• _PAGE_
Monitoring a task in apache Spark

Question

I start spark master using : ./sbin/start-master.sh as described at : http://spark.apache.org/docs/latest/spark-standalone.html

I then submit the Spark job :

sh ./bin/spark-submit \
  --class simplespark.Driver \
  --master spark://`localhost`:7077 \
    C:\\Users\\Adrian\\workspace\\simplespark\\target\\simplespark-0.0.1-SNAPSHOT.jar

How can run a simple app which demonstrates a parallel task running ?

When I view http://localhost:4040/executors/ & http://localhost:8080/ there are no tasks running :

enter image description here

The .jar I'm running (simplespark-0.0.1-SNAPSHOT.jar) just contains a single Scala object :

package simplespark

    import org.apache.spark.SparkContext

    object Driver {

      def main(args: Array[String]) {

        val conf = new org.apache.spark.SparkConf()
          .setMaster("local")
          .setAppName("knn")
          .setSparkHome("C:\\spark-1.1.0-bin-hadoop2.4\\spark-1.1.0-bin-hadoop2.4")
          .set("spark.executor.memory", "2g");

        val sc = new SparkContext(conf);
        val l = List(1)

        sc.parallelize(l)

        while(true){}

      }
    }

Update : When I change --master spark://localhost:7077 \ to --master spark://Adrian-PC:7077 \

I can see update on the Spark UI :

enter image description here

I have also updated Driver.scala to read default context, as I'm not sure if I set it correctly for submitting Spark jobs :

package simplespark

import org.apache.spark.SparkContext

object Driver {

  def main(args: Array[String]) {

    System.setProperty("spark.executor.memory", "2g")

    val sc = new SparkContext();
    val l = List(1)

    val c = sc.parallelize(List(2, 3, 5, 7)).count()

[Coordinate labeling data]
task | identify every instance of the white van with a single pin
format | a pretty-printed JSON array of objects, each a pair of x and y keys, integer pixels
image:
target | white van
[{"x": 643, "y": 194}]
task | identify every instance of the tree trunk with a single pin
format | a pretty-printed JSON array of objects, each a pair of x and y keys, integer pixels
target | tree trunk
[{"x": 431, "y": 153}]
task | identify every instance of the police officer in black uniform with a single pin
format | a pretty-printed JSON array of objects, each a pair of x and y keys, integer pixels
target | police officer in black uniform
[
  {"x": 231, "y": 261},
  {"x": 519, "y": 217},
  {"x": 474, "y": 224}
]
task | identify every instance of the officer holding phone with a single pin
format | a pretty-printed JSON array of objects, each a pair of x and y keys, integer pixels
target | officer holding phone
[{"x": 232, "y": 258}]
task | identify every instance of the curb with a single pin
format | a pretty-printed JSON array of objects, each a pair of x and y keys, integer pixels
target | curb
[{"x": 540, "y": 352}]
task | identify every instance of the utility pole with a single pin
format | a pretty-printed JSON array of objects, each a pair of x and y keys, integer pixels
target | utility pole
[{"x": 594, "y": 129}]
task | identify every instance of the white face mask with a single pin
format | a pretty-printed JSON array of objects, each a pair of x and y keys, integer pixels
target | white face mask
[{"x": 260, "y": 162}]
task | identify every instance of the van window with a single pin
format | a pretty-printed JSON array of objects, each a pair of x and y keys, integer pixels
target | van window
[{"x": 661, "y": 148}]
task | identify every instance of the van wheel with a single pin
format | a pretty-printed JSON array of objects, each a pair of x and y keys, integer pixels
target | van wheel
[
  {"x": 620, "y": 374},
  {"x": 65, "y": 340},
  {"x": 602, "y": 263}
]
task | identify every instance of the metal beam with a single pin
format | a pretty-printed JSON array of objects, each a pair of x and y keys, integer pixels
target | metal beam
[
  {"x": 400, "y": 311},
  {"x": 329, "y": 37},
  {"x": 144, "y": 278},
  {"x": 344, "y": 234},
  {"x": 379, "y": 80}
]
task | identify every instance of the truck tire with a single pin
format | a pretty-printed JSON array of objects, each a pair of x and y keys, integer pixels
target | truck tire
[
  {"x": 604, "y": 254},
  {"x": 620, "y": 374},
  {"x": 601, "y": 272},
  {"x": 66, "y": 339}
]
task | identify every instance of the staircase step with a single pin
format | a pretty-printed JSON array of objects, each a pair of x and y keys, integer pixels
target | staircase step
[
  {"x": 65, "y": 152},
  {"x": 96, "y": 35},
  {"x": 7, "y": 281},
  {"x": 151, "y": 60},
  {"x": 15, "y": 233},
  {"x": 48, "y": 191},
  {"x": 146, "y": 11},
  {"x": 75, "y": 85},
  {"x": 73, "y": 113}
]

• _STATED EXERCISE A_
According to the Spark thread, which change to the --master option caused updates to appear on the Spark UI?
• _STATED EXERCISE B_
Explain why, according to the Spark thread, Driver.scala was updated to read the default context.

• _TASK RESULT A_
Changing --master spark://localhost:7077 to --master spark://Adrian-PC:7077.

• _TASK RESULT B_
Driver.scala was updated to read the default context because the asker was not sure the context had been set correctly for submitting Spark jobs.